GIVEN ENTRIES ::
☆ ☆ ☆ ☆

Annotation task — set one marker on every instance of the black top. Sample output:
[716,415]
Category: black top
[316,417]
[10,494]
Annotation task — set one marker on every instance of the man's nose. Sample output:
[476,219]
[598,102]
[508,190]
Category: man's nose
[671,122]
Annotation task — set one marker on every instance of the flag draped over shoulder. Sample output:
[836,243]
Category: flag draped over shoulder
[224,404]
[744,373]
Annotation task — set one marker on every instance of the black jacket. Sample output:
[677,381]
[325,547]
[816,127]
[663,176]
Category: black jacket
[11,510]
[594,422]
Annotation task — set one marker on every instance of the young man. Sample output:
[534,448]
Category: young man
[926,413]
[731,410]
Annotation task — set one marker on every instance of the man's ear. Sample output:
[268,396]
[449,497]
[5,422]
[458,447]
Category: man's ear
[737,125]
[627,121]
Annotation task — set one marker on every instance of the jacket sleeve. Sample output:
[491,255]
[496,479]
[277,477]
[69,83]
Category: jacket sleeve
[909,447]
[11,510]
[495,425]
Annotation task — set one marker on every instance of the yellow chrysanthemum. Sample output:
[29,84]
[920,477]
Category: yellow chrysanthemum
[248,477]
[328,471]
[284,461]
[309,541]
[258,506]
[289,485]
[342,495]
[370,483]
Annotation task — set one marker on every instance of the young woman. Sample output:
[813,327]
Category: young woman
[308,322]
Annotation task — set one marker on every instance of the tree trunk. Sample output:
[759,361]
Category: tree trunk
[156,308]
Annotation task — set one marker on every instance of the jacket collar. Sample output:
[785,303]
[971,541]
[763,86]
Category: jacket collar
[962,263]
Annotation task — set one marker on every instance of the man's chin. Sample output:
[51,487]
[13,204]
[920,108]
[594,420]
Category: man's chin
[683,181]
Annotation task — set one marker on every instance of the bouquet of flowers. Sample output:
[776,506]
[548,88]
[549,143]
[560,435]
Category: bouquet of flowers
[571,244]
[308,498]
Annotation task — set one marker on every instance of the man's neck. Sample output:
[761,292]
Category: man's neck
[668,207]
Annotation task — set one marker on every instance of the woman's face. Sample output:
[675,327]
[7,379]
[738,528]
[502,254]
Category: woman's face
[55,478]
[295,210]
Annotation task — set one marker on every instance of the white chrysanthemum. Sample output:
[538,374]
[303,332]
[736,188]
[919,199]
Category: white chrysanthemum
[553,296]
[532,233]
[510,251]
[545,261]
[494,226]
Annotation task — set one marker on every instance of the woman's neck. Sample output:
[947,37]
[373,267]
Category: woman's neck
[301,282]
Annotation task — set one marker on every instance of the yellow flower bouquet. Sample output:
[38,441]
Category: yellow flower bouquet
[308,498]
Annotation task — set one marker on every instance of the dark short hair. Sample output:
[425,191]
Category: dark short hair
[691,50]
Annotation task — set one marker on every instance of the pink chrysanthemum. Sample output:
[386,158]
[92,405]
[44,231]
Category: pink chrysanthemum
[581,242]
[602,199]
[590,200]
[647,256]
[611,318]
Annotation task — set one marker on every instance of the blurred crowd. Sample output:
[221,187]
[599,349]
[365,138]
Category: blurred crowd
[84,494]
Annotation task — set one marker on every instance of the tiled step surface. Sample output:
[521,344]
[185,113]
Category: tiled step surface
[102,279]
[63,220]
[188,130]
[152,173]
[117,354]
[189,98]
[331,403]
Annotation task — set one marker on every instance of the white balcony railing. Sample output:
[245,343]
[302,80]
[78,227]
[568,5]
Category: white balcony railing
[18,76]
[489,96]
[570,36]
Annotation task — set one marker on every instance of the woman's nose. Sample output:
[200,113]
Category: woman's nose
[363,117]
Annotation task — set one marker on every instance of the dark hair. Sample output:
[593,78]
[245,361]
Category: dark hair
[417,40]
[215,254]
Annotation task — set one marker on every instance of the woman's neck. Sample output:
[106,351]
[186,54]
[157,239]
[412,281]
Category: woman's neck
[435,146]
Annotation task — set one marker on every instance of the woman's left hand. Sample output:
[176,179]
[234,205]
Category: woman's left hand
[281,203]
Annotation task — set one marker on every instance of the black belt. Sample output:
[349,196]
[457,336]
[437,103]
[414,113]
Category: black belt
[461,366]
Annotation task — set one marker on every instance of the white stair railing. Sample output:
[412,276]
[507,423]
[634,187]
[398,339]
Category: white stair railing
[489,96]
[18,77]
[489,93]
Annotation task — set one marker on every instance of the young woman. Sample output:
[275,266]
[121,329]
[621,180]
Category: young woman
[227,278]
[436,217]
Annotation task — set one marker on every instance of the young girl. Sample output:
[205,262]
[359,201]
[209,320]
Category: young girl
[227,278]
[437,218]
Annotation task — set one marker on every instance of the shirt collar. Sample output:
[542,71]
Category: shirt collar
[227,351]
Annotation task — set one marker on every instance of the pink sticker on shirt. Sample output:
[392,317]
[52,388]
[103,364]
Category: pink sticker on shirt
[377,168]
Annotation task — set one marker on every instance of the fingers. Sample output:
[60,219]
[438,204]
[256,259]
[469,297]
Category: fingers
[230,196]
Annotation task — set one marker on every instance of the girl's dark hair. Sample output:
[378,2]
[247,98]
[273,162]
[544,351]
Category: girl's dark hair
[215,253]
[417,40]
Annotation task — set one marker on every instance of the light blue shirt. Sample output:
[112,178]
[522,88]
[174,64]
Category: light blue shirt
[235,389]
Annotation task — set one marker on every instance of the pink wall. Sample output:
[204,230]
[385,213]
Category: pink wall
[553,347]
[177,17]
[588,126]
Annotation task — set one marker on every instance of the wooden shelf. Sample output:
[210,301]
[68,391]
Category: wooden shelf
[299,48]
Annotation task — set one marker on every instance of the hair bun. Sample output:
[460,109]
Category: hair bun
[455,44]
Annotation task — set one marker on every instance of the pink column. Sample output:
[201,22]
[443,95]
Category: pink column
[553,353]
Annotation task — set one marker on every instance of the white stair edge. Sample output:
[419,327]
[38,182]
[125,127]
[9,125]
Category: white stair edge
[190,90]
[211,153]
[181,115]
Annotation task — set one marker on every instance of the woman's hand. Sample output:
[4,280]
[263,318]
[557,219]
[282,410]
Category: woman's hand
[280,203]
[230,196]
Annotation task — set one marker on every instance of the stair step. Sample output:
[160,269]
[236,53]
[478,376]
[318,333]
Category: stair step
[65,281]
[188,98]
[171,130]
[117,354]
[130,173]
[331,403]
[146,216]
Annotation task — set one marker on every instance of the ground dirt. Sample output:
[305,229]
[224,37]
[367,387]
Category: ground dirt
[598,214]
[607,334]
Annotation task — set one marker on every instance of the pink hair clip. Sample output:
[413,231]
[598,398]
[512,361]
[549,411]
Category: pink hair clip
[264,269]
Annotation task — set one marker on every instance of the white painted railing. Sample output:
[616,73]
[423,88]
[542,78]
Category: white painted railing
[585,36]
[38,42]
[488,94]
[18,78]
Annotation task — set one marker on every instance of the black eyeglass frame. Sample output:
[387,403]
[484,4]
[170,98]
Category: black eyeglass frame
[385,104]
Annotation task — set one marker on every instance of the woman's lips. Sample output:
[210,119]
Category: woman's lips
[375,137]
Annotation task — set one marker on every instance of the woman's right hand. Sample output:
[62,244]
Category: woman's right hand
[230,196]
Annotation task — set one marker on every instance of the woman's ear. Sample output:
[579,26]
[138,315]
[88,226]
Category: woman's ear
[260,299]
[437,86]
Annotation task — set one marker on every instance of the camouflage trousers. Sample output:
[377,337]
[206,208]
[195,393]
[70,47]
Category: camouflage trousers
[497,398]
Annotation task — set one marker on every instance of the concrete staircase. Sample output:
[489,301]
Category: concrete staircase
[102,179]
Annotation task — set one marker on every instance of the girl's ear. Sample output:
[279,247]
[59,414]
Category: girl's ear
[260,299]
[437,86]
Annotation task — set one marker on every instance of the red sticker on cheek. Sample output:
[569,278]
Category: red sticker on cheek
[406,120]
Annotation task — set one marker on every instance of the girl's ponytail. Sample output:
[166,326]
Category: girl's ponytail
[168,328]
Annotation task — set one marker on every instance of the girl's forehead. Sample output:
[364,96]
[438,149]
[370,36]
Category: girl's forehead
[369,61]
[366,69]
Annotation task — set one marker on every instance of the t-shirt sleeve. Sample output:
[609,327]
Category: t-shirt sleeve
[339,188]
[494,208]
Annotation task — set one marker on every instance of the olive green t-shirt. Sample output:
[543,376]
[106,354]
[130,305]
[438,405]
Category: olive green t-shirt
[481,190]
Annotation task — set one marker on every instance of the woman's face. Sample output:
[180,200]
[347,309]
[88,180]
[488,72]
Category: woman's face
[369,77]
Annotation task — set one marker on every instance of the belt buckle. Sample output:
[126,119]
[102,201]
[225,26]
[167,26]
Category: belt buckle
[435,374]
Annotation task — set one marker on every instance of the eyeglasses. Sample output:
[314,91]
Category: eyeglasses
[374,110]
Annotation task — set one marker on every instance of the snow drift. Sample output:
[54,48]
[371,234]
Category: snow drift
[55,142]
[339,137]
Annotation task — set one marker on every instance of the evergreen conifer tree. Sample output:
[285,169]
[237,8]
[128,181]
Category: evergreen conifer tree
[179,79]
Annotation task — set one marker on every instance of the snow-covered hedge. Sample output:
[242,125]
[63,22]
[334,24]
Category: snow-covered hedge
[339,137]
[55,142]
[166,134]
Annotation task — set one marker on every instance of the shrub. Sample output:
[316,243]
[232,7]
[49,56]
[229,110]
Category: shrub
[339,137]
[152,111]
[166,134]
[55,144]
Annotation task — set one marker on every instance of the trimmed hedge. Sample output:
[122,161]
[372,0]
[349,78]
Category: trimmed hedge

☆ ☆ ☆ ☆

PROBLEM REQUIREMENTS ::
Update the records starting at the line that has "of the snow-covered" and going through the end, changing "trimmed hedge" to "pruned hedge" with nothing else altered. Return only those lines.

FULL ANSWER ::
Annotation task — set one marker on every instance of the snow-covered hedge. Sample output:
[242,125]
[63,22]
[334,24]
Category: snow-covered hedge
[339,137]
[55,142]
[166,134]
Annotation task — set one marker on every instance of the shrub. Sample output:
[316,243]
[232,7]
[49,56]
[229,110]
Category: shrub
[339,137]
[152,111]
[166,134]
[55,144]
Annotation task — set one marker on every instance of the pruned hedge. Sample output:
[122,161]
[372,0]
[349,78]
Category: pruned hedge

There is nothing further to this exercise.